* [Data supplied]:
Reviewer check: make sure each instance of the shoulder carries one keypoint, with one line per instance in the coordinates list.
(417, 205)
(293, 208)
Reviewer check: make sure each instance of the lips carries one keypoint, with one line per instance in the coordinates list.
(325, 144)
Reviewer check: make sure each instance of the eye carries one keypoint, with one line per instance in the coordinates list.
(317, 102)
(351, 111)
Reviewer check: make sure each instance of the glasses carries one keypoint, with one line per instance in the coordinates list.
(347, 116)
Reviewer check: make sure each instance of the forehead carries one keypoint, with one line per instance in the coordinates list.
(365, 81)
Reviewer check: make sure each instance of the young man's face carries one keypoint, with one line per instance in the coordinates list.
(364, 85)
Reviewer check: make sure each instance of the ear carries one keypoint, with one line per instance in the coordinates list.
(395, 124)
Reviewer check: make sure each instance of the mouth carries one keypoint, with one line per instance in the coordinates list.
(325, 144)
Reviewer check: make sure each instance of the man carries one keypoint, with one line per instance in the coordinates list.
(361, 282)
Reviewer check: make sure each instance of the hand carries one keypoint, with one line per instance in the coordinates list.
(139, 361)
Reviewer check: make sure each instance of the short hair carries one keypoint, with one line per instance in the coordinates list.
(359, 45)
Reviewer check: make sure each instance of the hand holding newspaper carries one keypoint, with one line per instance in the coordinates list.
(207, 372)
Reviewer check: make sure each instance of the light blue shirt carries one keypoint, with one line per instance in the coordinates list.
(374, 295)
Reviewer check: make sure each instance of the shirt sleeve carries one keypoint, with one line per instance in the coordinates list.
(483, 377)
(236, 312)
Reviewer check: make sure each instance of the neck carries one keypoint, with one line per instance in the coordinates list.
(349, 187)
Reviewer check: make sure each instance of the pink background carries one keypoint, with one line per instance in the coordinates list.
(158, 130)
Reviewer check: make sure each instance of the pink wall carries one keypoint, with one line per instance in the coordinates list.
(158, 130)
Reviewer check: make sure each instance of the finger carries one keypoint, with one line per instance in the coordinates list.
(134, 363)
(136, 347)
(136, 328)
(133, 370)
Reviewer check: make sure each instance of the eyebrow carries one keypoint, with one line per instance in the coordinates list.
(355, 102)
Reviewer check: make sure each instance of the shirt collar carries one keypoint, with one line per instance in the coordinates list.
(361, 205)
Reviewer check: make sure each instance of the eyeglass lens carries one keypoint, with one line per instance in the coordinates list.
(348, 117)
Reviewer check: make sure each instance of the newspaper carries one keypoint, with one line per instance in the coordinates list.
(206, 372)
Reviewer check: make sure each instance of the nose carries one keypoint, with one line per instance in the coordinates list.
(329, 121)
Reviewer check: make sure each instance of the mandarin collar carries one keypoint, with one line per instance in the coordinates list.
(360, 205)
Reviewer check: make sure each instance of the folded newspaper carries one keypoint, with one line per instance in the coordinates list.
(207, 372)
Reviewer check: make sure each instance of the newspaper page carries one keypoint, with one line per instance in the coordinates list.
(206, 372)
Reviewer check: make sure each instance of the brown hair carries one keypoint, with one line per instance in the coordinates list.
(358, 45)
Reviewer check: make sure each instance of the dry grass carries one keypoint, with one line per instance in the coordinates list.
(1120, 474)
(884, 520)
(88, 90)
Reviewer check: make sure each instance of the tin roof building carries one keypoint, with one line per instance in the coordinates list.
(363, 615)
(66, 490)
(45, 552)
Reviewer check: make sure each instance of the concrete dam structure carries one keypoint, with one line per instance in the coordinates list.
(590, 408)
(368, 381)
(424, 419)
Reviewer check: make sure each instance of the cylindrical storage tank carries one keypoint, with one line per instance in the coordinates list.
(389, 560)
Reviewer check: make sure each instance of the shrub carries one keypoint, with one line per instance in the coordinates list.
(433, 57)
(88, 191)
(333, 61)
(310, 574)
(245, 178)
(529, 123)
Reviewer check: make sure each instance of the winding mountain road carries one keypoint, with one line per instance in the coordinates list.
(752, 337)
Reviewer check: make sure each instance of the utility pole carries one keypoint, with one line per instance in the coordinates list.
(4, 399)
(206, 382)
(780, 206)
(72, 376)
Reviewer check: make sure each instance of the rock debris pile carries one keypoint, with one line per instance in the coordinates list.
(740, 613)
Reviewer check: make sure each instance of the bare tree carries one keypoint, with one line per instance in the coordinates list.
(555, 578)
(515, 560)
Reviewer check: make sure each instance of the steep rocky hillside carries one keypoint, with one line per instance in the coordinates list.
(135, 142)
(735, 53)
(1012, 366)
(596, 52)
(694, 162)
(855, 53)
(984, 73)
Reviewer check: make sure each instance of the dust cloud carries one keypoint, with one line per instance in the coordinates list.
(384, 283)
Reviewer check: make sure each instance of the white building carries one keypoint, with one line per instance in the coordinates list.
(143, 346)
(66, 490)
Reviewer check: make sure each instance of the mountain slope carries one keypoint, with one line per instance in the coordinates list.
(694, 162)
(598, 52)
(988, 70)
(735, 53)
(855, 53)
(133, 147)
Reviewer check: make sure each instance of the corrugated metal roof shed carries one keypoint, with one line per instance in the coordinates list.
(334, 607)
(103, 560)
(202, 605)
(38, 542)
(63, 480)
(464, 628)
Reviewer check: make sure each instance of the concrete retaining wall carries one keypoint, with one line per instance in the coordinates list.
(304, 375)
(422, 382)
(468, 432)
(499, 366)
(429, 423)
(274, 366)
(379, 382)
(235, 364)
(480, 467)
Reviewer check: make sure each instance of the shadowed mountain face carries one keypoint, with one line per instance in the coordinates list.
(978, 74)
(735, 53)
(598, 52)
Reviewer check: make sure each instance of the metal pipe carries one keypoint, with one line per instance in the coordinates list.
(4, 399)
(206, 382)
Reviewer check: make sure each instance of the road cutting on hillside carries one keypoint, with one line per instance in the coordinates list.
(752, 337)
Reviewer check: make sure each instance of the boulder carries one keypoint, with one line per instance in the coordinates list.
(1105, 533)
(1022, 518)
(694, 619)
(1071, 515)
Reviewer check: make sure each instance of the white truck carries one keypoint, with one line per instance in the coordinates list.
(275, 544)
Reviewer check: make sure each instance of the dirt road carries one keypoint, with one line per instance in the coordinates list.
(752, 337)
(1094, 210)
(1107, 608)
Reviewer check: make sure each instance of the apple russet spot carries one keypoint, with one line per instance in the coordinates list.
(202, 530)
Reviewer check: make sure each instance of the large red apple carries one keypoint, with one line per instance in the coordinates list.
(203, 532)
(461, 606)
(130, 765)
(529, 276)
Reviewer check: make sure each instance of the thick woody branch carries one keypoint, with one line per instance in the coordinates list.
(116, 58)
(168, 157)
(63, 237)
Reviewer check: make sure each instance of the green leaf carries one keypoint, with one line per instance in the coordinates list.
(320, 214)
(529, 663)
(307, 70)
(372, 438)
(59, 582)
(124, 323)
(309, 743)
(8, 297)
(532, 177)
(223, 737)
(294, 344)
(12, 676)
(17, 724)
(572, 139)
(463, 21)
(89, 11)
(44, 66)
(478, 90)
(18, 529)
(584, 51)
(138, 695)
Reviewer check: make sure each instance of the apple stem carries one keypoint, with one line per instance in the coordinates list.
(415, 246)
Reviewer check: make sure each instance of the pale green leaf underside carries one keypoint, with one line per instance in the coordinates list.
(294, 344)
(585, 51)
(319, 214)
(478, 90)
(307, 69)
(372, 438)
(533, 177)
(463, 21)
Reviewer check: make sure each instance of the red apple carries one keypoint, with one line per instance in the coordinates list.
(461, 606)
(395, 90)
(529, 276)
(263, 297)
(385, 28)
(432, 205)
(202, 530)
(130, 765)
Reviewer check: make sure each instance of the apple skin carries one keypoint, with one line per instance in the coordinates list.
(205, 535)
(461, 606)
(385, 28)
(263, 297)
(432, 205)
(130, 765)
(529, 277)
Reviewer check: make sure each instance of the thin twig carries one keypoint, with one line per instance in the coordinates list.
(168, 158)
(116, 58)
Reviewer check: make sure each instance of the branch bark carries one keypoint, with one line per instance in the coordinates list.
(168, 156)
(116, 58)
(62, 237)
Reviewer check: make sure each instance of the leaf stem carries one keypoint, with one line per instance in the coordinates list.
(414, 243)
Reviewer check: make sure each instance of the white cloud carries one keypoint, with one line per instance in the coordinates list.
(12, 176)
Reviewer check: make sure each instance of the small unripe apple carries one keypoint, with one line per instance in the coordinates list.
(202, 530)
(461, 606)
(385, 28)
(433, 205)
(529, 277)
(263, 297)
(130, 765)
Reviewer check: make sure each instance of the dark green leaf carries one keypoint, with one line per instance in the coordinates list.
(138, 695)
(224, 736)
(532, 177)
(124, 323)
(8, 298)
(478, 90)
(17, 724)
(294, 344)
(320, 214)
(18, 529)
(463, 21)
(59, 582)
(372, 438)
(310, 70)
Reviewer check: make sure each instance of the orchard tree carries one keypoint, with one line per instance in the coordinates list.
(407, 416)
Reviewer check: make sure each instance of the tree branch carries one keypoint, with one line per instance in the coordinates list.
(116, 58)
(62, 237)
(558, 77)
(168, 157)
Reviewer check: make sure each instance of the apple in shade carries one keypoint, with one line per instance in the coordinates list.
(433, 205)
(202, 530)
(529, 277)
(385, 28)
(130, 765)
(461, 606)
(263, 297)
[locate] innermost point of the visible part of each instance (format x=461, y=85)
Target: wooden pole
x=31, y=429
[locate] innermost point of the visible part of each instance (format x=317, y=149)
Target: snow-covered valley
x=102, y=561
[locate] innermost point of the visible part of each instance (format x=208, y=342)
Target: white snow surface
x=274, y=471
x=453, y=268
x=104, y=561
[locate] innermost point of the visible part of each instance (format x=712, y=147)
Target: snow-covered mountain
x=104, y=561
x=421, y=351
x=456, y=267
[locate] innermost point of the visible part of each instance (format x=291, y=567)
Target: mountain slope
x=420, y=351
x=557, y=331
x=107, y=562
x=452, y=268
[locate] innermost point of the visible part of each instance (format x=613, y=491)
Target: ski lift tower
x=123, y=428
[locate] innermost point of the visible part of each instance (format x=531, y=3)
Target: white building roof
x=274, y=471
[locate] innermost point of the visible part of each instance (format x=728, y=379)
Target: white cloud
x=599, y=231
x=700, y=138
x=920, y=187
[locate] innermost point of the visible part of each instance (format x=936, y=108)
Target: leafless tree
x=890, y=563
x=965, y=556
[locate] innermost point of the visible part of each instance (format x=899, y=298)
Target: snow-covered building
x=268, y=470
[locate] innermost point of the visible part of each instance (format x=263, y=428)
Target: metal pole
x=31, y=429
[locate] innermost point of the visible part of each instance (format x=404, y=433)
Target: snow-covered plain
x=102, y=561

* [Brief]: Start at the line containing "Target: snow-covered building" and transcribe through the end of the entries. Please keep both ends and add nothing.

* [Solution for this task]:
Target: snow-covered building
x=268, y=470
[locate] innermost point of the visible part of each instance (format x=263, y=428)
Target: metal pole
x=31, y=429
[locate] innermost point of the visible part of each instance (format x=404, y=433)
Target: snow-covered plain
x=102, y=561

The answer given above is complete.